#### Your assignment:
Print out the complete set of records below, exactly as they read.

START Recorded information

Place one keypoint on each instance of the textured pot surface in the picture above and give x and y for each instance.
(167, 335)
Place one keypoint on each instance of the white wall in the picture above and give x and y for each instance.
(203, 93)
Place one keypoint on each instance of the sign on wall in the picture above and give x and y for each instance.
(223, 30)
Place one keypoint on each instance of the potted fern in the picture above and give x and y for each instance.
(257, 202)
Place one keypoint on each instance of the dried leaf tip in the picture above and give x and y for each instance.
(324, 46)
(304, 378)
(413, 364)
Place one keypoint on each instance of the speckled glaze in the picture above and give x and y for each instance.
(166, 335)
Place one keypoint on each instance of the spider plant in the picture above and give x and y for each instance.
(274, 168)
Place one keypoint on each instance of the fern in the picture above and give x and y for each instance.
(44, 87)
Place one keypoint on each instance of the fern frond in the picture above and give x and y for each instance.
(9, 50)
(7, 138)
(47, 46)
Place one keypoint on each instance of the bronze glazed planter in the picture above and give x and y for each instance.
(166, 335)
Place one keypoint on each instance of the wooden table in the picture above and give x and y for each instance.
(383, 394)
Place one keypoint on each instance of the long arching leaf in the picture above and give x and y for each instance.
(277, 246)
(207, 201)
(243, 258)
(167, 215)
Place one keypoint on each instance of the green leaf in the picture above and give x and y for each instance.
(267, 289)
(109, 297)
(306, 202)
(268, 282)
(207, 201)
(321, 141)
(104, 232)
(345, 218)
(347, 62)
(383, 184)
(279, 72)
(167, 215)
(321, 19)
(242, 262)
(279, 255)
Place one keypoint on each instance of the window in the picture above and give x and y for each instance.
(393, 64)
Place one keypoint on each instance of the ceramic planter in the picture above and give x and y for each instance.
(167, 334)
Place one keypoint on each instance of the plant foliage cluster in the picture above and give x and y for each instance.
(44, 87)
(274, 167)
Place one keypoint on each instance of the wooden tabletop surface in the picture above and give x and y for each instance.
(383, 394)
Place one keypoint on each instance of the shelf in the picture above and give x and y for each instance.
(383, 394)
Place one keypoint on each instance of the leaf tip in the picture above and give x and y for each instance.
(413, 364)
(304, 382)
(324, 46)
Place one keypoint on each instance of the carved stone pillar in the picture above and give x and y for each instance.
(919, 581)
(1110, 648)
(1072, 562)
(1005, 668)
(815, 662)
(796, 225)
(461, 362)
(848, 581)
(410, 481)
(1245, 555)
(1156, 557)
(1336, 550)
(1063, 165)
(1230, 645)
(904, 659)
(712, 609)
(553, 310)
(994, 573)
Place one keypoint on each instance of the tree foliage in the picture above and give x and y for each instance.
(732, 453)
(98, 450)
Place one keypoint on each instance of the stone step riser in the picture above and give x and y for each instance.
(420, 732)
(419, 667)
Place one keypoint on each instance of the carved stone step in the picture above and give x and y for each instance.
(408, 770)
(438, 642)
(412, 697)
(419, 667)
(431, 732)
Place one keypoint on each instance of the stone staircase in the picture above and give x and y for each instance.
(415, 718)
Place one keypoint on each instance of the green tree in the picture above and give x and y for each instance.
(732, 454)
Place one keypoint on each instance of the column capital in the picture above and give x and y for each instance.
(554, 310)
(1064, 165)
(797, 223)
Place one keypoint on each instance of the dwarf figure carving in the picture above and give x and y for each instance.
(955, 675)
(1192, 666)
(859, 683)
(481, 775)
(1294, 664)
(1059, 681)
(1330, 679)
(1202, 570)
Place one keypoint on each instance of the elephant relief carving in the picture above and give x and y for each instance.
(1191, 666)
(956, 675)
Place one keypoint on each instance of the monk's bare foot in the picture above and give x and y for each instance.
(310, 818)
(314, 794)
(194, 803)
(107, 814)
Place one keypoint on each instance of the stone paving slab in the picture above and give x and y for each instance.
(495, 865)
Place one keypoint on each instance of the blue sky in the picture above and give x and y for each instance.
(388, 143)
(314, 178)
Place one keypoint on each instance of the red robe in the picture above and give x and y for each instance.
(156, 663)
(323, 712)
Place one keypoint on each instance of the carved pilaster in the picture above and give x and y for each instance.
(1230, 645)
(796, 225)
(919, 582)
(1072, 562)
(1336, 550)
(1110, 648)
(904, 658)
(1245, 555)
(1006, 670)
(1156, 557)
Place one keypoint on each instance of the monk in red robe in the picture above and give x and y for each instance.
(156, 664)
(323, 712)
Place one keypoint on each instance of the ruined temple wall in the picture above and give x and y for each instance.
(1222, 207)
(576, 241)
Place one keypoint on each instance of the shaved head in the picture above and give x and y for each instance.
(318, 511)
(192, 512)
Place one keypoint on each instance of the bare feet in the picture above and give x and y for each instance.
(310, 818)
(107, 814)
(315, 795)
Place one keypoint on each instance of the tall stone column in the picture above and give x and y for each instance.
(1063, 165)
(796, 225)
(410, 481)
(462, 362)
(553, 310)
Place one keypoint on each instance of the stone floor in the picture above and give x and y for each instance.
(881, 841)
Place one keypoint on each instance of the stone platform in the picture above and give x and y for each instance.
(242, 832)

END Recorded information

#### Written response:
Place one keypoint on each instance of the textured pot surface in the picture above and give x and y for each instance.
(167, 335)
Place one keypoint on each instance of the white wall in the picture above and give x and y for each instance.
(203, 93)
Place one keypoint on each instance of the sign on wall in the picture above and give x and y for each instance.
(223, 30)
Place one keypoint on each instance of the potted fern in the picture above and give x and y for each instance.
(257, 202)
Place one keypoint on each instance of the dried leaf tip in the picture above and give x and y for each instance.
(324, 46)
(304, 378)
(413, 364)
Place one keypoint on each instance of the speckled glaze in the picture above and give x and y for each instance.
(166, 335)
Place one keypoint on each instance of the spider plant in the picture above and give x and y for each instance.
(274, 168)
Place one keypoint on each instance of the fern in the picture above and give x and y for each instance.
(44, 87)
Place one keypoint on each instance of the fern frond in the picture above and give x and y for each instance.
(9, 50)
(7, 138)
(47, 46)
Place one keypoint on each instance of the bronze glazed planter in the picture above and give x and y for each instance.
(166, 335)
Place one keypoint on each instance of the wooden table in the picture above and give x and y for each instance.
(383, 394)
Place one keypoint on each instance of the long arching leaf in the picture above and give x and y for each instance.
(277, 246)
(207, 201)
(243, 258)
(167, 215)
Place one keypoint on each instance of the green leaf in the picture above and give x and y for each instance.
(267, 289)
(109, 297)
(306, 202)
(268, 282)
(207, 201)
(321, 141)
(104, 232)
(345, 218)
(347, 62)
(383, 184)
(279, 72)
(167, 215)
(321, 19)
(242, 262)
(279, 255)
Place one keypoint on each instance of the window in the picture above and give x and y for each instance.
(393, 64)
Place one keypoint on each instance of the ceramic planter in the picture above and give x and y for each instance.
(167, 334)
Place one keypoint on each instance of the plant foliage cluster in the picture above and give x and y for each instance.
(44, 87)
(274, 167)
Place one keypoint on each instance of the wooden tabletop surface in the picture above and give x and y for each instance.
(383, 394)
Place one keypoint on each instance of the shelf in the picture above and give x and y for each instance.
(383, 394)
Place one keypoint on each instance of the leaf tip in the picture above and give x and y for each instance.
(413, 364)
(304, 382)
(324, 46)
Place one keypoint on each instance of the carved stone pillar in the picture above and give x and y for each instance.
(919, 581)
(1110, 648)
(1072, 562)
(1005, 668)
(815, 662)
(796, 225)
(461, 362)
(848, 581)
(410, 481)
(1245, 555)
(1156, 557)
(1336, 550)
(1063, 165)
(1230, 645)
(904, 659)
(712, 609)
(553, 310)
(994, 573)
Place one keypoint on each instance of the tree foliage in the picture above and give x and y for each instance.
(732, 453)
(98, 450)
Place one keypoint on each instance of the stone step riser in the picture above and give x and y for each instance.
(420, 732)
(419, 667)
Place one keypoint on each instance of the carved stone step in the picture above and give x and y for each instance.
(408, 770)
(438, 642)
(412, 697)
(419, 667)
(431, 732)
Place one keypoint on each instance of the stone staircase in the picture above and give x and y for each instance.
(415, 718)
Place one keypoint on each instance of the green tree in the picture above and give x and y for each instance.
(732, 454)
Place one keypoint on each instance of the column capital in the picture above and give x and y for each instance.
(554, 310)
(1064, 165)
(797, 223)
Place one keypoint on each instance of the dwarf figure carving in the picture above and give x and y for each instance.
(955, 675)
(1192, 666)
(859, 683)
(481, 775)
(1294, 664)
(1059, 681)
(1330, 679)
(1202, 570)
Place one keypoint on each instance of the elephant relief carving in the picture above and give x and y for each instance.
(1191, 666)
(956, 675)
Place one keypoint on each instance of the monk's bare foot in the picture above and give x and y for each instance.
(310, 818)
(314, 794)
(194, 803)
(107, 814)
Place one keypoint on each instance of the stone paving slab in the picture above and give x and y for each instance.
(495, 865)
Place one keypoint on each instance of the blue sky in the picture above and give x and y for each instance.
(388, 143)
(314, 178)
Place one keypoint on each instance of the red robe in the picture above and give x and y for each instance.
(156, 663)
(323, 712)
Place one keypoint on each instance of the carved pilaster in the picture above and give x and y for each instance.
(1230, 645)
(796, 225)
(919, 582)
(1072, 562)
(1336, 550)
(1110, 648)
(904, 658)
(1245, 555)
(1006, 670)
(1156, 557)
Place one keypoint on each instance of the monk in red robe in the picture above and give x and y for each instance.
(156, 664)
(323, 712)
Place one keypoint on each instance of the ruined temple wall in the picture above and give x and y for each instance.
(1222, 207)
(576, 241)
Place one keypoint on each instance of the shaved head in the picture above and give x and y for each instance.
(318, 511)
(192, 512)
Place one keypoint on each instance of the bare feet in the picture above and give x and y for each instance.
(310, 818)
(107, 814)
(315, 795)
Place one keypoint on each instance of the tall stone column in the picture above and give x and y for each instance.
(1063, 165)
(796, 225)
(410, 481)
(462, 362)
(553, 310)
Place one keypoint on each instance of the stone floor in the picture above and give x and y for each instance.
(881, 841)
Place one keypoint on each instance of the stone platform in the picture above and give x and y for each instance.
(242, 832)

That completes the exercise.